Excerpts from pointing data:

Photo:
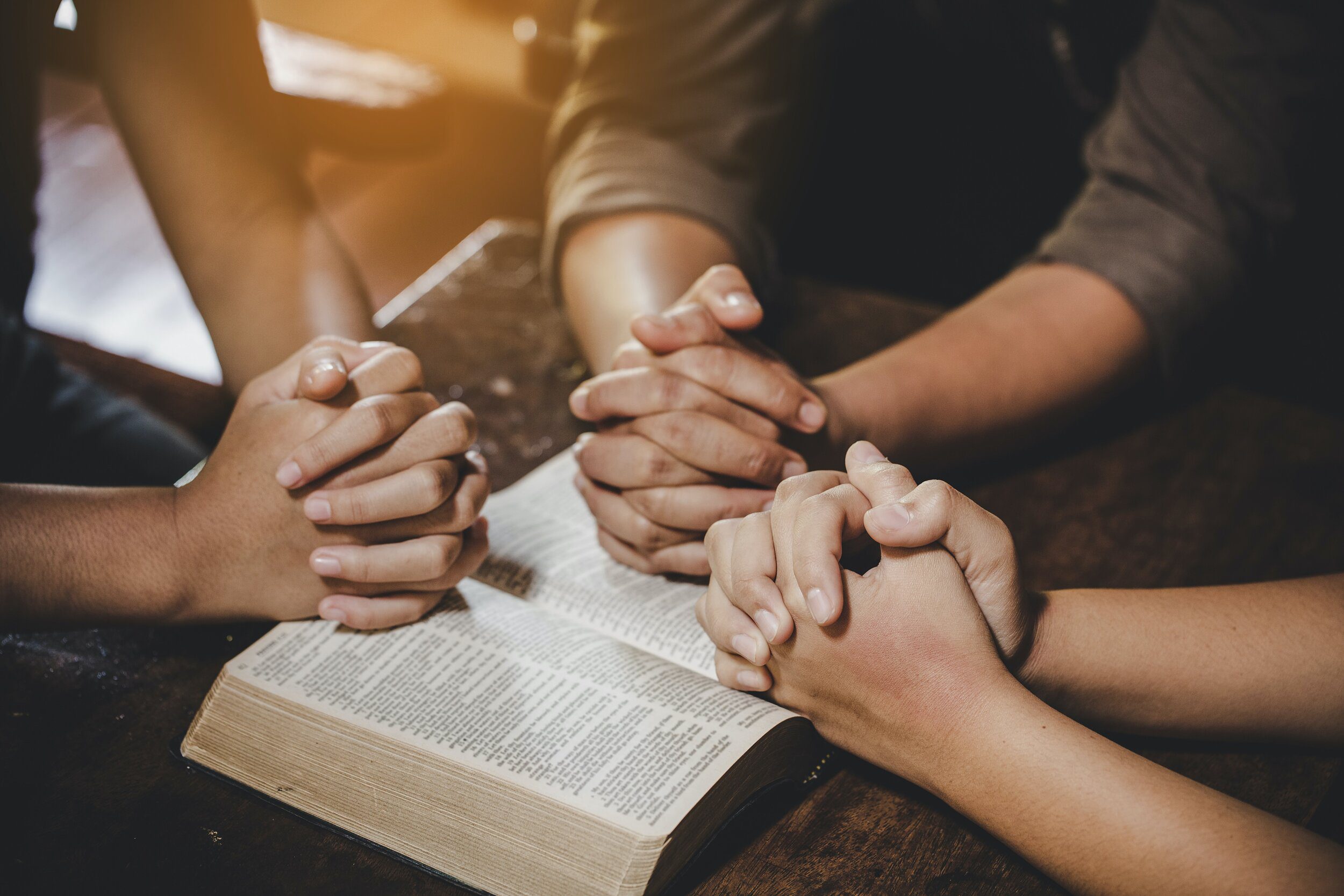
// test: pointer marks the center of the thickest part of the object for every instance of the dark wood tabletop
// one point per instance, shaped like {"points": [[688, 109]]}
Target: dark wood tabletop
{"points": [[1224, 485]]}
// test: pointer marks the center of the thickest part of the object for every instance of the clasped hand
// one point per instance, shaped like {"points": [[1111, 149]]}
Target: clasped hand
{"points": [[691, 428], [361, 507], [885, 661]]}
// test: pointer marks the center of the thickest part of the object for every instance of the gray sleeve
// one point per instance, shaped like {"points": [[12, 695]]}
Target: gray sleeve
{"points": [[1194, 171], [674, 106]]}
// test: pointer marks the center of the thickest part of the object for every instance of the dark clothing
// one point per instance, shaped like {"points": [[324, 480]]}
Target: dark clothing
{"points": [[23, 30], [926, 146], [58, 428]]}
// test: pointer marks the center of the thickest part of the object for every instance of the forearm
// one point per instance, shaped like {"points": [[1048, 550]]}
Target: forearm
{"points": [[612, 269], [1019, 359], [1249, 661], [221, 166], [73, 556], [1103, 820]]}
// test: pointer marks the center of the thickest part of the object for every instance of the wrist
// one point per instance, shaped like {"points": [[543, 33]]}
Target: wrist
{"points": [[937, 730], [964, 742], [1031, 663], [179, 559], [842, 428]]}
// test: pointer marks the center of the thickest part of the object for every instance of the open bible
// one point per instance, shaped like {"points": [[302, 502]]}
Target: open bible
{"points": [[553, 728]]}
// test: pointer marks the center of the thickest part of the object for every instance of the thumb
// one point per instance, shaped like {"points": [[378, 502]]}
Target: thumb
{"points": [[937, 513], [318, 371], [719, 303]]}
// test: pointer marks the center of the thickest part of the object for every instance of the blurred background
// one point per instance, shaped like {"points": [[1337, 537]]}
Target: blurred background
{"points": [[424, 119]]}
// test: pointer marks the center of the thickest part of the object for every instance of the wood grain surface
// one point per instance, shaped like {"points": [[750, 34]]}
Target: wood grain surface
{"points": [[1226, 485]]}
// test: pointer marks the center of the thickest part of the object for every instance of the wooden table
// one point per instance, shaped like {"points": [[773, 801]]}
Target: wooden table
{"points": [[1227, 486]]}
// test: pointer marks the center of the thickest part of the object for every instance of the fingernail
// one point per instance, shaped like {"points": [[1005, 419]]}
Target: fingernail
{"points": [[768, 623], [318, 510], [890, 516], [819, 605], [738, 299], [867, 453], [746, 647], [289, 475], [326, 564], [752, 680], [656, 320], [812, 415]]}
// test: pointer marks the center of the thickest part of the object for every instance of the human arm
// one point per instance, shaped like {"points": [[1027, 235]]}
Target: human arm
{"points": [[222, 166], [233, 543], [909, 677], [659, 154], [619, 267], [1031, 351], [1256, 661], [1018, 361]]}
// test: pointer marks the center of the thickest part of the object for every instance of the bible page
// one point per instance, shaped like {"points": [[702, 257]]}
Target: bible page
{"points": [[545, 548], [498, 685]]}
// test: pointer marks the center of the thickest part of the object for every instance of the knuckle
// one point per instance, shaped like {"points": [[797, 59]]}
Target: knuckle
{"points": [[656, 465], [651, 503], [668, 389], [353, 505], [675, 428], [781, 398], [901, 473], [630, 355], [359, 615], [445, 553], [760, 462], [752, 593], [453, 431], [439, 481], [939, 497], [466, 420], [316, 454], [405, 363], [725, 277], [719, 535], [380, 415]]}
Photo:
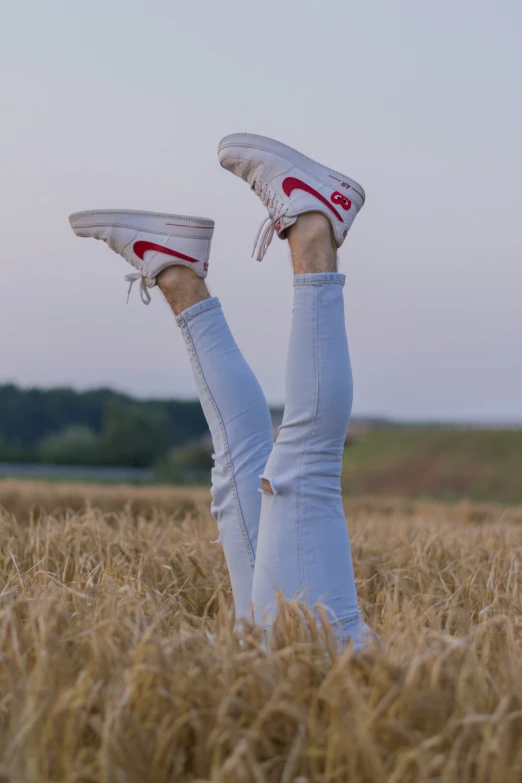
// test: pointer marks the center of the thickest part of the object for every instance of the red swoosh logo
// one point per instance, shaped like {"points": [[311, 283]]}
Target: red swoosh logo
{"points": [[140, 248], [291, 183]]}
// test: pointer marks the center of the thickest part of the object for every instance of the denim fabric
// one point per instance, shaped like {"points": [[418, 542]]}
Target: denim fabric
{"points": [[292, 538]]}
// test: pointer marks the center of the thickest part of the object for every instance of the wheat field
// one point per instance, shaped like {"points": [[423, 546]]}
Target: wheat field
{"points": [[119, 660]]}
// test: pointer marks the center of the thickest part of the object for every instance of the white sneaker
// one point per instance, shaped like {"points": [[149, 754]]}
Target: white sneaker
{"points": [[149, 241], [290, 184]]}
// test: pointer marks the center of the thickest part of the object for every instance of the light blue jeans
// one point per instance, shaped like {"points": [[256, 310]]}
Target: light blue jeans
{"points": [[294, 541]]}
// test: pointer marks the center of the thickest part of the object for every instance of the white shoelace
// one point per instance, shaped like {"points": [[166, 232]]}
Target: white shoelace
{"points": [[268, 226], [144, 291]]}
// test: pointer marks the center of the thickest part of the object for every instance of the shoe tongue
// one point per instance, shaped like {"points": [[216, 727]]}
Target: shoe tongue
{"points": [[283, 223]]}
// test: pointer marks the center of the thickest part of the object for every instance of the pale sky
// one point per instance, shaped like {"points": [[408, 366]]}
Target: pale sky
{"points": [[122, 103]]}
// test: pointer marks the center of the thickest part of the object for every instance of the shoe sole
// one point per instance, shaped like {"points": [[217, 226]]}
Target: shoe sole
{"points": [[294, 157], [117, 218]]}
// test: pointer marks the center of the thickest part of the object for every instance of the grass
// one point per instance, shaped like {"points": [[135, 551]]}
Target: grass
{"points": [[119, 661], [437, 462]]}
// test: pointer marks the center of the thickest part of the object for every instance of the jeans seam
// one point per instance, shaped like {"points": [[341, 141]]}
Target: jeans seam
{"points": [[303, 464], [230, 466]]}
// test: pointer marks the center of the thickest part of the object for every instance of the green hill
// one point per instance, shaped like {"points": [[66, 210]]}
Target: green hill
{"points": [[439, 462]]}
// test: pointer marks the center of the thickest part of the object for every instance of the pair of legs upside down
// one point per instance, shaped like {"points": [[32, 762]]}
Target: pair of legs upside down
{"points": [[278, 506]]}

PROMPT:
Put every line of the items above into a numbered list and skip any blank lines. Leave the pictures out of your answer.

RESPONSE TO THIS TASK:
1. Photo:
2. // test: pointer marks the center of the thickest part of the object for every instance of the dark wood tabletop
3. // one point per instance, shaped like {"points": [[688, 109]]}
4. Target: dark wood tabletop
5. {"points": [[1224, 485]]}
6. // test: pointer marks the center of the thickest part of the object for every instance of the clasped hand
7. // one point per instance, shaped like {"points": [[1111, 149]]}
8. Target: clasped hand
9. {"points": [[691, 428], [361, 507], [885, 661]]}
10. // test: pointer marks the center of the thickest part of the object for every instance of the gray sleeve
11. // one point per instance, shaped like {"points": [[12, 695]]}
12. Target: gray sleeve
13. {"points": [[1194, 171], [674, 106]]}
14. // test: pointer marks the center of the thickest part of the object for every instance of the dark clothing
15. // one point per instance, shaped like {"points": [[324, 480]]}
16. Target: dark clothing
17. {"points": [[23, 30], [926, 146], [58, 428]]}
18. // test: pointer marks the center of the thickest part of the object for every instance of the forearm
19. // one point per instance, shaped like {"points": [[1048, 550]]}
20. Target: forearm
21. {"points": [[612, 269], [1019, 359], [1249, 661], [221, 166], [73, 556], [1103, 820]]}
22. // test: pointer marks the center of the thickest part of the object for every instance of the wrist
23. // one point per instance, shaped like {"points": [[543, 33]]}
24. Target: wrist
25. {"points": [[937, 730], [964, 742], [1031, 663], [179, 559], [842, 428]]}
26. // test: pointer marks the center of the thickest part of the object for every instance of the open bible
27. // one point per instance, shaped like {"points": [[302, 502]]}
28. Target: open bible
29. {"points": [[553, 728]]}
30. // test: pointer marks the center of the thickest part of the object for every instance of the thumb
31. // one point per instance, shaped like {"points": [[378, 502]]}
32. Target: thumb
33. {"points": [[937, 513], [318, 371], [719, 303]]}
34. // test: pointer marks the center of the thickest part of the object for every instance of the blurred background
35. // one point per instance, shaped like {"points": [[1337, 537]]}
36. Target: blurred background
37. {"points": [[424, 119]]}
38. // test: pointer marks the center of the thickest part of the object for every instance of the wood grain surface
39. // one point per instance, shaped like {"points": [[750, 34]]}
40. Target: wood grain surface
41. {"points": [[1226, 485]]}
42. // test: pointer marks the center of the thickest part of the object for every instance of the wooden table
43. // one point per instance, shaped like {"points": [[773, 801]]}
44. Target: wooden table
45. {"points": [[1227, 486]]}
46. // test: pointer marks the center of the thickest part of the object for every instance of the fingernail
47. // one point per instance, shaped like {"points": [[1005, 419]]}
48. Target: fingernail
49. {"points": [[768, 623], [318, 510], [890, 516], [819, 605], [738, 299], [867, 453], [746, 647], [289, 475], [326, 564], [752, 680], [656, 320], [812, 415]]}
50. // test: pointer marks the center of the thickest part of the object for every instance of the human arm
51. // one point per instance, shaped like {"points": [[1027, 235]]}
52. Target: human arm
53. {"points": [[222, 166], [233, 543], [909, 677], [659, 154], [619, 267], [1031, 351], [1256, 661], [1018, 361]]}
54. // test: pointer marks the center of the thickest part of the object for every instance of the bible page
55. // one point per instance, shaped like {"points": [[702, 257]]}
56. Target: bible page
57. {"points": [[545, 548], [498, 685]]}
58. // test: pointer marks the center of the thickest part of the object for every instance of the knuckle
59. // one point per instance, shaped like {"points": [[797, 59]]}
60. Target: knuckle
61. {"points": [[656, 465], [651, 503], [668, 389], [353, 505], [675, 428], [781, 398], [901, 473], [630, 355], [359, 615], [445, 553], [760, 462], [752, 593], [453, 431], [439, 481], [939, 497], [466, 420], [316, 454], [405, 363], [725, 277], [719, 535], [380, 415]]}
62. Photo:
63. // test: pointer marks the center of the thickest part of the object for every instance of the red swoosh logo
64. // one point per instance, shaped like {"points": [[311, 283]]}
65. Target: red swoosh logo
66. {"points": [[140, 248], [291, 183]]}
67. // test: pointer marks the center of the thickest part of the object for every instance of the denim fabric
68. // one point per instance, shaped like {"points": [[418, 542]]}
69. Target: denim fabric
70. {"points": [[292, 538]]}
71. // test: pointer marks the center of the thickest part of the object for every instance of the wheat field
72. // one point per instance, shaped like {"points": [[423, 546]]}
73. Target: wheat field
74. {"points": [[119, 660]]}
75. // test: pointer marks the center of the thickest part of the object for every instance of the white sneaker
76. // one point per instance, shaped like {"points": [[149, 754]]}
77. Target: white sneaker
78. {"points": [[149, 241], [290, 184]]}
79. // test: pointer marks the center of the thickest part of the object for every instance of the light blue jeans
80. // one point per instance, shaped like {"points": [[256, 310]]}
81. Target: light blue jeans
82. {"points": [[294, 541]]}
83. // test: pointer marks the center of the thickest part of the object for every instance of the white shoelace
84. // one point per instance, shaped like {"points": [[166, 232]]}
85. Target: white shoelace
86. {"points": [[268, 226], [144, 291]]}
87. // test: pointer marks the center of the thickest part of the object for every instance of the shoe tongue
88. // one point per instance, shaped like {"points": [[216, 727]]}
89. Target: shoe tongue
90. {"points": [[283, 223]]}
91. // test: pointer marks the center of the thickest part of the object for every instance of the pale sky
92. // one point per instance, shaped like {"points": [[408, 366]]}
93. Target: pale sky
94. {"points": [[122, 103]]}
95. // test: pointer marks the center of the thickest part of the object for every instance of the shoe sole
96. // one point per instance, shaped like {"points": [[217, 226]]}
97. Target: shoe sole
98. {"points": [[294, 157], [117, 218]]}
99. // test: pointer marks the center of the thickest part of the object for every instance of the grass
100. // one point per instance, shaped like {"points": [[135, 551]]}
101. Target: grass
102. {"points": [[119, 661], [437, 462]]}
103. // test: pointer marks the center of the thickest part of the object for every instance of the jeans seam
104. // one point per instance, shaped like {"points": [[341, 141]]}
105. Target: jeans seam
106. {"points": [[303, 464], [230, 466]]}
107. // test: pointer marks the center of the thickest part of the object for every instance of the green hill
108. // one point per instance, shaped like {"points": [[66, 210]]}
109. Target: green hill
110. {"points": [[439, 462]]}
111. // test: pointer marks the center of the thickest part of the object for every instance of the pair of legs upside down
112. // one point per instance, shaped like {"points": [[32, 762]]}
113. Target: pair of legs upside down
114. {"points": [[278, 506]]}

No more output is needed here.